● **What the exercise asks**: Please write out all of the entries exactly as they appear.

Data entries
....................

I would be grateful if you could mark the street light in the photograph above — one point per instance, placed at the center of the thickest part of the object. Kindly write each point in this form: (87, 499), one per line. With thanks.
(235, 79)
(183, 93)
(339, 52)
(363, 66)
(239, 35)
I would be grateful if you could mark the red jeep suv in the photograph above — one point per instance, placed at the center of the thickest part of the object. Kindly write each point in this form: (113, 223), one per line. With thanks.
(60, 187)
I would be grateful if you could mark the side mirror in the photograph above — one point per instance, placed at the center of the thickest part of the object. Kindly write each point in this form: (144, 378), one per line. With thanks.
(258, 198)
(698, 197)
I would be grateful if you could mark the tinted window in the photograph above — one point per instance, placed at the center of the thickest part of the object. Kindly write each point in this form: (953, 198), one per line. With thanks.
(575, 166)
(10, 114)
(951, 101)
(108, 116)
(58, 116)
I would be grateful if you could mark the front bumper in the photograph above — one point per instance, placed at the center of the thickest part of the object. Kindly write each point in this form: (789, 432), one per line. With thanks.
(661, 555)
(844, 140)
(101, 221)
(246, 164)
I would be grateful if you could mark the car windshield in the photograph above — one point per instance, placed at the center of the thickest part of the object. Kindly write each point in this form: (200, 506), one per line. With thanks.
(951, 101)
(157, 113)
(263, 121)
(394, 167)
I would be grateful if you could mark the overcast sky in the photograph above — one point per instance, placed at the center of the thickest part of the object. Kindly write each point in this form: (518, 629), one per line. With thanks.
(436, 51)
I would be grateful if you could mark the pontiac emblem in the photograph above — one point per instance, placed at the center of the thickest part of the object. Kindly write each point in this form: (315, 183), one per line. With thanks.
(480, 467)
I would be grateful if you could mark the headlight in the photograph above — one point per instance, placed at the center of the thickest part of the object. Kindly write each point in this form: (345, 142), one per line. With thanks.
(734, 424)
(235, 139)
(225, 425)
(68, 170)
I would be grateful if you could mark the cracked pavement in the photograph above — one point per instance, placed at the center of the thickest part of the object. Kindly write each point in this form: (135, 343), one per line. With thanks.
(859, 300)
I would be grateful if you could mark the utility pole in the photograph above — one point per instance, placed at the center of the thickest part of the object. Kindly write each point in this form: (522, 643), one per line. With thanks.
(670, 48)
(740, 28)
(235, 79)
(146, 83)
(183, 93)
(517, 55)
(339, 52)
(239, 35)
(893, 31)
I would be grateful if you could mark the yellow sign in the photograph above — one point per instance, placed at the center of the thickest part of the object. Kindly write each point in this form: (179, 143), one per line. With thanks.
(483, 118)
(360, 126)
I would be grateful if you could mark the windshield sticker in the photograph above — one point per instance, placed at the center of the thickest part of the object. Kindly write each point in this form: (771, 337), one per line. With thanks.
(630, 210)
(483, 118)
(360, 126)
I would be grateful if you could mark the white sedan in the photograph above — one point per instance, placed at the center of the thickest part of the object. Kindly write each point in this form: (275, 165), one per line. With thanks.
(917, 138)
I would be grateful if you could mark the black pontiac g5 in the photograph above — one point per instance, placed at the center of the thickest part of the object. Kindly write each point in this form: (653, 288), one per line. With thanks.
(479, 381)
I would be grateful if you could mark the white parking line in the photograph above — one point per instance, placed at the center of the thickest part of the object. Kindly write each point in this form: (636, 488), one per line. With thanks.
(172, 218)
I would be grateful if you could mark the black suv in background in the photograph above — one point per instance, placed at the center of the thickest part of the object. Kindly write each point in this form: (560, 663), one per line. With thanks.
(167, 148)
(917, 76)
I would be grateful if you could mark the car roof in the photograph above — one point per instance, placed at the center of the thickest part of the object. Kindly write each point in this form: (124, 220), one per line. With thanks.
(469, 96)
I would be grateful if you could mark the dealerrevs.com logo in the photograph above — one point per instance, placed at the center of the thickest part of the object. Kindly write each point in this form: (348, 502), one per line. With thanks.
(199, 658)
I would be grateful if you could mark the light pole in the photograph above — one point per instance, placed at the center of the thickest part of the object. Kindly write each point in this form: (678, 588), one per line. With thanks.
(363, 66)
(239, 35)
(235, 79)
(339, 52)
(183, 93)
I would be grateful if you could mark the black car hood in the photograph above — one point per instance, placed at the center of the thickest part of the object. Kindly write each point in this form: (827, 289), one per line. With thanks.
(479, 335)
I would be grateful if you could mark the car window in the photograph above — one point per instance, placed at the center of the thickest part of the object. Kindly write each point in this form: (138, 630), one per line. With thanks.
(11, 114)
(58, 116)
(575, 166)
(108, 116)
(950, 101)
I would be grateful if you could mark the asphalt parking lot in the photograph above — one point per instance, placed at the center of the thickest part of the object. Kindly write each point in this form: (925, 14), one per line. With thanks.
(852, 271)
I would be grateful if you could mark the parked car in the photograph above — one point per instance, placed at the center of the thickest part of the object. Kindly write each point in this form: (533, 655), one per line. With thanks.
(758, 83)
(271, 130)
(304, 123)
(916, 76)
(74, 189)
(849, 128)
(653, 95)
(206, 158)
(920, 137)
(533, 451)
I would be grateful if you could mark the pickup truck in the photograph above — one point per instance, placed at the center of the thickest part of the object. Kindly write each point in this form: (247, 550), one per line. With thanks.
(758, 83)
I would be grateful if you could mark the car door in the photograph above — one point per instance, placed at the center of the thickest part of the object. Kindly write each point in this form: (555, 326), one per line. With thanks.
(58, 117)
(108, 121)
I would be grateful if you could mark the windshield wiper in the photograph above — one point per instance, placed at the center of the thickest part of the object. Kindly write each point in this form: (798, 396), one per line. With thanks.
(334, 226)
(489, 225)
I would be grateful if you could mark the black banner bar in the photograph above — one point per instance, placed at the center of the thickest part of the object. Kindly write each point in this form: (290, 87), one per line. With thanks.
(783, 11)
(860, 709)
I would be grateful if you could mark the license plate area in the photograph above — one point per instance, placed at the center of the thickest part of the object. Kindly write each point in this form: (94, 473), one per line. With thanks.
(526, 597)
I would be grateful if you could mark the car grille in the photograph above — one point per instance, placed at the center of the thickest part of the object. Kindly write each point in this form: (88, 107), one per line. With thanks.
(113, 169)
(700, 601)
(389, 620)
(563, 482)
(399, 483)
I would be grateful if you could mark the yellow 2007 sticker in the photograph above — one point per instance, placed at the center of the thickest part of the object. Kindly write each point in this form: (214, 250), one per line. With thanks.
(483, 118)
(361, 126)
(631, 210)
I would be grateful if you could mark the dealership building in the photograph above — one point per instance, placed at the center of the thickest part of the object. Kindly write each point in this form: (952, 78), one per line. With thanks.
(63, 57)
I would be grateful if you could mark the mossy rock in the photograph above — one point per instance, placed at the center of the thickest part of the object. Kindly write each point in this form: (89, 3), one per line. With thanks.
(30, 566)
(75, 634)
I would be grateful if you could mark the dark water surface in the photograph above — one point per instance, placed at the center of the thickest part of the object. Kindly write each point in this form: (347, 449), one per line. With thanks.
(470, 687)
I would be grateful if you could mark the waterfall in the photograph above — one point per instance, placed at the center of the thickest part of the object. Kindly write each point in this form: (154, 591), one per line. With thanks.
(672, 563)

....................

● **Output for this task**:
I would be grateful if you could mark the street light in the photograph above — one point per instance, placed at the center of the thickest part of the object. Kindly write each point in this form: (87, 499), one per line. With thanks.
(235, 79)
(183, 93)
(339, 52)
(363, 66)
(239, 35)
I would be grateful if you could mark the red jeep suv in the photograph above — one point per instance, placed at the center of the thickest part of the object. Kindly write each point in this form: (113, 223), one per line. With thanks.
(60, 187)
I would be grateful if you could mark the side mirror in the photograph above — one point per instance, placed at the center of the thickest part of the object. Kindly write each point in this form: (144, 378), one per line. With thanks.
(258, 198)
(698, 197)
I would be grateful if you could mark the tinted window in the photograph above — one point per instance, placed at the center of the thickest part of the object. Kindly write each point in this form: (953, 198), one per line. With thanks.
(575, 166)
(10, 114)
(951, 101)
(108, 116)
(58, 116)
I would be grateful if you could mark the front bumper in the photograph above — one point per instance, placed at the center of the thickest part of the object. Kindly write each point in this form: (789, 432), one per line. With thanks.
(661, 555)
(844, 140)
(101, 221)
(246, 164)
I would be grateful if you could mark the car windshield in the photograph above — one point per instance, placed at the center of the thickest part of the object. Kindly write each point in this form: (200, 506), one per line. With thanks.
(951, 101)
(157, 113)
(263, 121)
(394, 167)
I would be grateful if you could mark the overcast sky in the photograph above — one point per instance, placed at the center of the thickest part of the object. Kindly write each point in this form: (518, 629), one per line. With thanks.
(436, 51)
I would be grateful if you could mark the pontiac emblem in the photograph above — one point per instance, placed at the center of the thickest part of the object. Kindly write each point in this form: (315, 183), one per line. With thanks.
(480, 467)
I would be grateful if you could mark the headlight in the photograph above — one point per instance, placed at the center of the thickest part of the object. Kindly write each point in this form: (345, 142), one per line. With thanks.
(734, 424)
(235, 139)
(225, 425)
(68, 170)
I would be grateful if you could mark the cracked pavement in the photograph above — one point per instance, placed at the center of the thickest part of the object. Kindly write each point in this form: (135, 343), one per line. With thanks.
(859, 300)
I would be grateful if you could mark the utility pole in the photograph above — one point per instance, placed at the center of the thickest part of the object. Kindly write each point in this form: (522, 643), one per line. With thanks.
(670, 48)
(740, 28)
(235, 79)
(146, 83)
(183, 93)
(517, 55)
(339, 52)
(239, 35)
(893, 31)
I would be grateful if you could mark the yellow sign in the photograph above — one point per instance, placed at the center of the thickest part of the object. Kindly write each point in this form: (179, 143), one per line. With thanks.
(483, 118)
(360, 126)
I would be grateful if you could mark the windshield sticker in the photograph above — one point per instance, placed at the center of the thickest part of the object. Kindly write each point in this form: (771, 337), one per line. With thanks.
(630, 210)
(483, 118)
(360, 126)
I would be grateful if you could mark the white sedan in the photograph above — one point per instance, placed at the center of the thickest part of the object. Kindly write each point in this form: (275, 165), one per line. With thanks.
(917, 138)
I would be grateful if you could mark the black pontiac g5 in the photograph above — one point per instance, placed at the center of the thickest part of the object. Kindly write each point in this form: (653, 288), one per line. With thanks.
(479, 381)
I would be grateful if you could mark the white parking line in the photograph above — one point per instance, placed at the center of the thickest part of the object. Kindly write each point in this form: (636, 488), one per line. With thanks.
(172, 218)
I would be grateful if you could mark the black suv in background in the photograph above — one point per instance, placed at the center of the thickest part of the object. Kindly write each point in this form: (560, 663), one per line. With thanks.
(167, 148)
(917, 76)
I would be grateful if you could mark the car roof in the photograph above — one point per instance, placed at the center of the thickest part of the object. Kindly write each point in this form: (124, 220), one per line. With thanks.
(469, 96)
I would be grateful if you could mark the dealerrevs.com logo in the photograph above — one point per instance, placed at the center of the thickest part of the object. Kindly write each point in this form: (348, 502), one per line. With thanks.
(199, 658)
I would be grateful if you could mark the light pole in the photograph above — one point per instance, placed at the center of the thickest part of the object. Kindly write each point in this form: (678, 588), one per line. With thanks.
(363, 66)
(239, 35)
(235, 79)
(339, 52)
(183, 93)
I would be grateful if you could mark the black car hood in the photograph above — one point per instance, placed at the center of the thickest part of the object. Kindly write each point in this form: (827, 289), one per line. With thanks.
(479, 335)
I would be grateful if you could mark the car window in the photograph above — one point per instance, placed at the center of the thickest part of the object. Kindly write each point in this form: (138, 630), one per line. With thanks.
(11, 114)
(58, 116)
(575, 166)
(108, 116)
(950, 101)
I would be grateful if you could mark the asphalt parking lot in the photograph above — one point per instance, placed at the center of the thickest part of the object. Kindly write each point in this form: (925, 14), one per line. With thanks.
(852, 271)
I would be grateful if you could mark the parked car in the photograph above — one point per instance, placed at the center of the thickest part of the object. Kindly write each point in this form: (533, 655), one per line. With thanks.
(758, 83)
(271, 130)
(304, 123)
(916, 76)
(74, 189)
(849, 128)
(653, 95)
(206, 158)
(920, 137)
(533, 451)
I would be grateful if you could mark the pickup truck in the photograph above — one point per instance, placed at the center of the thickest part of the object. Kindly write each point in this form: (247, 550), one per line. With thanks.
(758, 83)
I would be grateful if you could mark the car door in the photograph above — one point per instance, placed at the center of the thickest part of the object. Kindly write each point in this form: (555, 326), one per line. With thanks.
(58, 117)
(108, 121)
I would be grateful if you could mark the windshield wiper in the photograph above — one point per instance, placed at the center of the thickest part of the object. Kindly write each point in this form: (798, 396), one per line. With thanks.
(334, 226)
(489, 225)
I would be grateful if you could mark the black banner bar in the photograph above — one point per instance, placed at the center of the thickest part of the object. Kindly write each point in this form: (290, 87), one per line. With thanks.
(783, 11)
(860, 709)
I would be grateful if you could mark the license plate area in the photograph above — one point per instance, placed at the center of the thickest part of the object. Kindly write each point in this form: (94, 473), one per line. With thanks.
(526, 597)
I would be grateful if you could mark the car grille in the photograph above — one point per instance, placed at the center of the thickest part of the object. Kindly write each point in this form: (88, 107), one per line. With thanks.
(113, 169)
(700, 601)
(389, 620)
(563, 482)
(399, 483)
I would be grateful if you could mark the yellow 2007 sticker in the photograph above — one point per instance, placed at the center of the thickest part of the object. Kindly write each point in this form: (214, 250), one per line. With thanks.
(483, 118)
(361, 126)
(631, 210)
I would be grateful if you could mark the dealership building in the photograph above — one point per instance, placed at the center of the thickest part of the object. Kindly write each point in this form: (952, 78), one per line. With thanks.
(63, 57)
I would be grateful if you could mark the mossy rock in the photograph above — one point per instance, placed at the center of the thickest part of the object. Kindly write each point in this form: (89, 3), one per line. With thanks.
(30, 566)
(75, 634)
I would be grateful if you could mark the dark water surface in the photograph above — one point per instance, placed at the center of the thickest part of the object. Kindly write each point in this form: (347, 449), one per line. With thanks.
(470, 687)
I would be grateful if you could mark the waterfall in the photograph above — one point per instance, placed at the center of the thickest part of the object. Kindly write each point in this form: (154, 591), one per line. With thanks.
(672, 563)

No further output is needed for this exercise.